• Texte:
....................
[EP] Bad Pilöt – Swimming With Sharks

Retrouver Bad Pilöt revient à faire un grand saut dans l’inconnu, sans savoir si l’on va s’écraser sur les rochers ou, au contraire, prendre notre envol et nous laisser porter par un vent puissant et tempétueux. Et, à l’écoute de ce formidable « Swimming With Sharks », le doute demeure toujours, pour notre plus grand plaisir ; car l’expérience n’en est que plus attirante et intense, le projet ayant rarement rendu son œuvre aussi proche du vide que de la délivrance.

Alex de Selve, alias Bad Pilöt, aime le risque, comme le montre la pochette de ce nouvel EP, « Swimming With Sharks ». Nager au milieu des requins, aussi bien concrètement que métaphoriquement, n’a pourtant jamais été un problème pour elle, allant d’album en album avec une liberté de choix et de ton révélateurs de son envie première de ne pas ressentir, sur ses épaules, de carcan pesant et réducteur. Ainsi, cet opus inattendu et tout simplement parfait dépasse l’électro-pop pour lui donner une image plus sombre et tourmentée, entre boucles synthétiques obsédantes et voix fantomatiques et hantées. De l’art dans la noirceur, de la lumière dans le trouble et le doute ; tant de questions auxquelles les réponses, pourtant si évidentes, nous sautent aux yeux à l’écoute de ces nouvelles chansons.
....................
• Données de l'exercice:
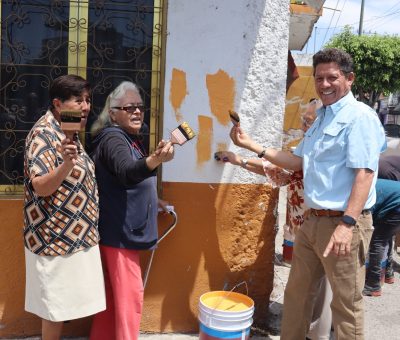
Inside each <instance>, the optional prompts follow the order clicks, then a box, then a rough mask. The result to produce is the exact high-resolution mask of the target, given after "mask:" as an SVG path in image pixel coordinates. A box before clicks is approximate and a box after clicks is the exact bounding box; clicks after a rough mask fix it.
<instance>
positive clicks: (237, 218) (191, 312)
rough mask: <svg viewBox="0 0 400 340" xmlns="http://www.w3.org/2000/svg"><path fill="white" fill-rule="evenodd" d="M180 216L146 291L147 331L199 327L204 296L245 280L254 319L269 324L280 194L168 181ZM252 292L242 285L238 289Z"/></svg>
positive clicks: (145, 327) (229, 289)
mask: <svg viewBox="0 0 400 340" xmlns="http://www.w3.org/2000/svg"><path fill="white" fill-rule="evenodd" d="M163 186H164V190H163V192H164V198H165V199H167V200H169V201H172V202H173V203H174V206H175V210H176V211H177V212H178V217H179V222H178V225H177V227H176V229H175V230H174V231H173V232H172V233H171V235H170V236H168V238H166V239H165V241H163V243H162V244H160V247H159V248H158V249H157V251H156V255H155V258H154V261H153V265H152V270H151V274H150V276H149V282H148V286H147V287H146V291H145V304H144V313H143V318H142V326H141V329H142V331H148V332H157V331H162V332H170V331H174V332H193V331H197V329H198V321H197V313H198V301H199V297H200V295H201V294H203V293H206V292H208V291H214V290H230V289H232V288H233V287H234V286H235V285H236V284H238V283H240V282H242V281H246V283H247V286H248V294H249V296H250V297H251V298H252V299H253V300H254V301H255V306H256V310H255V315H254V318H255V322H256V323H257V324H265V323H266V321H267V306H268V304H267V303H266V302H267V301H268V300H269V295H270V293H271V291H272V279H273V256H274V238H275V220H276V219H275V216H274V214H275V210H276V201H277V196H278V191H277V190H273V189H271V188H270V187H268V186H263V185H258V184H214V185H212V188H211V187H210V185H208V184H203V183H164V184H163ZM238 291H239V292H241V293H246V289H245V287H244V286H243V285H242V286H240V287H239V288H238Z"/></svg>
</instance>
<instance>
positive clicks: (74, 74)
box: [49, 74, 91, 109]
mask: <svg viewBox="0 0 400 340" xmlns="http://www.w3.org/2000/svg"><path fill="white" fill-rule="evenodd" d="M85 90H86V91H88V92H89V95H91V88H90V84H89V82H88V81H87V80H85V79H83V78H82V77H80V76H78V75H75V74H65V75H63V76H60V77H58V78H56V79H54V81H53V83H52V84H51V86H50V89H49V97H50V109H54V106H53V99H55V98H58V99H60V100H61V101H62V102H64V101H66V100H68V99H70V98H71V97H72V96H76V97H79V96H81V95H82V92H83V91H85Z"/></svg>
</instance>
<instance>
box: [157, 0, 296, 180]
mask: <svg viewBox="0 0 400 340" xmlns="http://www.w3.org/2000/svg"><path fill="white" fill-rule="evenodd" d="M168 4H169V7H168V28H167V31H168V32H167V34H168V35H167V52H166V74H165V95H164V98H166V99H167V98H170V97H171V95H170V91H171V77H172V74H173V70H174V69H178V70H181V71H183V72H185V74H186V85H187V95H186V97H185V99H184V101H183V102H182V105H181V107H180V113H181V114H182V119H183V120H184V121H187V122H188V123H189V125H190V126H191V127H192V128H193V129H194V130H197V129H198V119H197V117H198V115H203V116H207V115H208V116H210V117H212V114H211V112H210V104H209V102H210V100H209V97H208V92H207V86H206V77H207V75H209V74H215V73H217V72H218V71H219V70H223V71H224V72H226V73H227V74H228V75H229V76H230V77H232V78H233V79H234V81H235V89H236V96H235V101H234V105H235V107H234V109H235V110H237V111H238V112H240V115H241V122H242V123H241V124H242V126H243V128H244V129H245V131H248V132H249V133H250V134H251V136H252V137H253V138H254V139H255V140H257V141H258V142H260V143H261V144H263V145H265V146H274V147H280V146H281V135H282V122H283V112H284V100H285V87H286V70H287V50H288V30H289V1H288V0H285V1H273V0H264V1H250V0H248V1H243V0H233V1H232V0H205V1H186V0H174V1H170V2H169V3H168ZM164 107H165V113H164V136H165V137H168V133H169V131H170V130H172V129H173V128H174V127H175V126H176V125H178V123H180V121H179V122H178V121H177V120H176V115H175V111H174V108H173V106H172V104H171V103H170V102H169V101H168V100H166V101H165V105H164ZM230 127H231V125H230V124H226V125H222V124H220V123H219V122H218V121H217V119H215V117H214V119H213V128H212V133H211V134H210V139H211V141H212V147H211V157H210V158H209V160H208V161H207V162H204V163H202V164H197V163H196V139H195V140H193V141H191V142H190V143H188V144H186V145H185V146H183V147H182V148H179V149H178V150H177V151H176V156H175V160H174V162H173V164H172V163H170V164H165V166H164V167H163V181H167V182H196V183H220V182H222V183H254V182H257V183H262V182H263V179H262V178H261V177H259V176H256V175H253V174H250V173H248V172H244V171H241V170H238V169H237V170H236V169H234V168H233V167H229V166H227V167H222V166H220V165H219V164H216V162H214V160H213V158H212V153H213V152H215V151H217V146H218V144H219V143H226V144H227V146H228V147H229V149H231V150H234V151H238V149H237V148H236V147H235V146H233V145H232V143H230V140H229V137H228V134H229V130H230ZM177 167H178V168H180V169H182V171H176V169H177Z"/></svg>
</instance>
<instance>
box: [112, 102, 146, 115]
mask: <svg viewBox="0 0 400 340" xmlns="http://www.w3.org/2000/svg"><path fill="white" fill-rule="evenodd" d="M112 109H117V110H122V111H126V112H128V113H130V114H132V113H135V111H136V110H139V111H140V112H141V113H143V112H144V105H143V104H129V105H128V106H114V107H112Z"/></svg>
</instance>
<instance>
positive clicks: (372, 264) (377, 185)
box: [363, 178, 400, 296]
mask: <svg viewBox="0 0 400 340" xmlns="http://www.w3.org/2000/svg"><path fill="white" fill-rule="evenodd" d="M372 216H373V220H374V232H373V235H372V239H371V243H370V246H369V261H368V268H367V275H366V279H365V287H364V290H363V294H364V295H368V296H381V295H382V289H381V262H382V259H383V257H384V252H385V250H386V249H387V245H388V244H389V243H391V242H392V240H393V236H394V235H395V234H396V233H398V232H400V182H398V181H390V180H387V179H380V178H378V180H377V182H376V203H375V205H374V206H373V208H372ZM390 261H391V259H390ZM387 270H388V273H387V276H386V280H387V282H388V283H393V282H394V275H393V269H392V267H391V266H389V268H388V269H387Z"/></svg>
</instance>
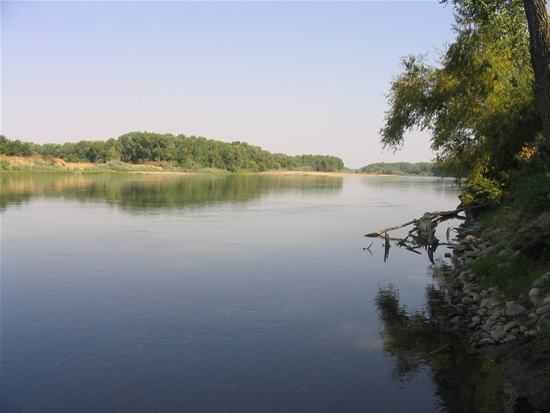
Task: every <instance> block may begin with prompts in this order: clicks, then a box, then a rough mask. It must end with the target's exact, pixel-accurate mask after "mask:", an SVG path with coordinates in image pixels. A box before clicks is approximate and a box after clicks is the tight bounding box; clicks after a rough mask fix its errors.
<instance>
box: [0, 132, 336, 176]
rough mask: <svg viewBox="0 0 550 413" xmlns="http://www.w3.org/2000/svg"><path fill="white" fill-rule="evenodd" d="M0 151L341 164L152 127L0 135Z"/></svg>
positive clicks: (169, 165) (63, 155)
mask: <svg viewBox="0 0 550 413" xmlns="http://www.w3.org/2000/svg"><path fill="white" fill-rule="evenodd" d="M0 154H3V155H7V156H32V155H40V156H42V157H44V158H59V159H62V160H64V161H66V162H92V163H106V162H109V161H122V162H126V163H131V164H136V165H139V164H145V163H156V164H157V165H159V166H163V167H178V168H182V169H185V170H190V171H195V170H199V169H202V168H215V169H221V170H227V171H229V172H243V171H247V172H262V171H268V170H277V169H285V170H302V171H304V170H305V171H321V172H337V171H341V170H342V169H343V168H344V162H343V161H342V159H340V158H338V157H335V156H330V155H297V156H289V155H285V154H282V153H271V152H268V151H266V150H263V149H262V148H261V147H258V146H254V145H249V144H248V143H246V142H238V141H237V142H231V143H227V142H222V141H217V140H212V139H206V138H204V137H196V136H185V135H181V134H180V135H177V136H175V135H172V134H158V133H151V132H130V133H126V134H124V135H121V136H119V137H118V138H117V139H114V138H111V139H108V140H107V141H100V140H97V141H85V140H81V141H80V142H76V143H73V142H66V143H63V144H58V143H46V144H43V145H40V144H36V143H31V142H21V141H20V140H9V139H8V138H6V137H5V136H0Z"/></svg>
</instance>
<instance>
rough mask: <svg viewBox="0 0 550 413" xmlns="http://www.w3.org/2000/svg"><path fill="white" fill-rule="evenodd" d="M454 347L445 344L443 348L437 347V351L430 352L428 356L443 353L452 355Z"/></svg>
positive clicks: (448, 343) (442, 346) (444, 353)
mask: <svg viewBox="0 0 550 413" xmlns="http://www.w3.org/2000/svg"><path fill="white" fill-rule="evenodd" d="M454 349H455V347H454V346H453V345H452V344H451V343H448V344H445V345H444V346H441V347H439V348H438V349H437V350H434V351H432V352H431V353H430V354H431V355H434V354H445V353H452V352H453V351H454Z"/></svg>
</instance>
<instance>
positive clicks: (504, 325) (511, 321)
mask: <svg viewBox="0 0 550 413" xmlns="http://www.w3.org/2000/svg"><path fill="white" fill-rule="evenodd" d="M517 326H519V324H518V323H517V322H516V321H510V322H509V323H506V324H505V325H504V331H505V332H509V331H510V330H511V329H513V328H515V327H517Z"/></svg>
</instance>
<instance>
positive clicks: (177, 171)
mask: <svg viewBox="0 0 550 413" xmlns="http://www.w3.org/2000/svg"><path fill="white" fill-rule="evenodd" d="M0 172H4V173H10V172H11V173H33V172H36V173H75V174H81V173H102V172H103V173H110V172H122V173H141V174H231V172H228V171H225V170H220V169H213V168H202V169H198V170H184V169H181V168H178V167H174V166H173V165H170V164H168V163H163V162H160V163H148V164H140V165H134V164H129V163H124V162H120V161H110V162H107V163H105V164H94V163H90V162H65V161H64V160H62V159H59V158H46V159H44V158H42V157H41V156H38V155H35V156H29V157H22V156H6V155H0ZM242 174H253V175H279V176H332V177H339V178H344V177H358V176H391V175H376V174H368V173H355V172H342V171H340V172H324V171H289V170H272V171H263V172H242Z"/></svg>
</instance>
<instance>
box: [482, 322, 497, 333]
mask: <svg viewBox="0 0 550 413" xmlns="http://www.w3.org/2000/svg"><path fill="white" fill-rule="evenodd" d="M495 324H496V321H495V320H491V319H489V320H487V321H486V322H485V323H483V325H482V326H481V329H482V330H483V331H485V332H487V333H489V332H490V331H491V329H492V328H493V326H494V325H495Z"/></svg>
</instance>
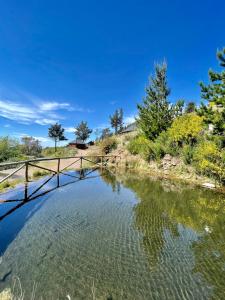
....................
• Consignes:
a) Répondez aux questions suivantes en vous appuyant sur la critique de l'EP.
(i) À quoi revient le fait de retrouver Bad Pilöt ?
(ii) Quel nom se cache derrière l'alias Bad Pilöt ?
(iii) Qu'est-ce qui montre qu'Alex de Selve aime le risque ?
b) Reproduisez à l'identique le passage des enregistrements qui va de leur début jusqu'à la ligne contenant « positive clicks: (145, 327) (229, 289) », celle-ci comprise, sans y inclure les images.

• Réponses:
a)
(i) À faire un grand saut dans l'inconnu.
(ii) Alex de Selve.
(iii) La pochette du nouvel EP, « Swimming With Sharks ».

b)
Inside each <instance>, the optional prompts follow the order clicks, then a box, then a rough mask. The result to produce is the exact high-resolution mask of the target, given after "mask:" as an SVG path in image pixel coordinates. A box before clicks is approximate and a box after clicks is the exact bounding box; clicks after a rough mask fix it.
<instance>
positive clicks: (237, 218) (191, 312)
rough mask: <svg viewBox="0 0 400 340" xmlns="http://www.w3.org/2000/svg"><path fill="white" fill-rule="evenodd" d="M180 216L146 291L147 331L199 327L204 296L245 280L254 319L269 324L280 194L168 181ZM252 292L242 285L238 289Z"/></svg>
positive clicks: (145, 327) (229, 289)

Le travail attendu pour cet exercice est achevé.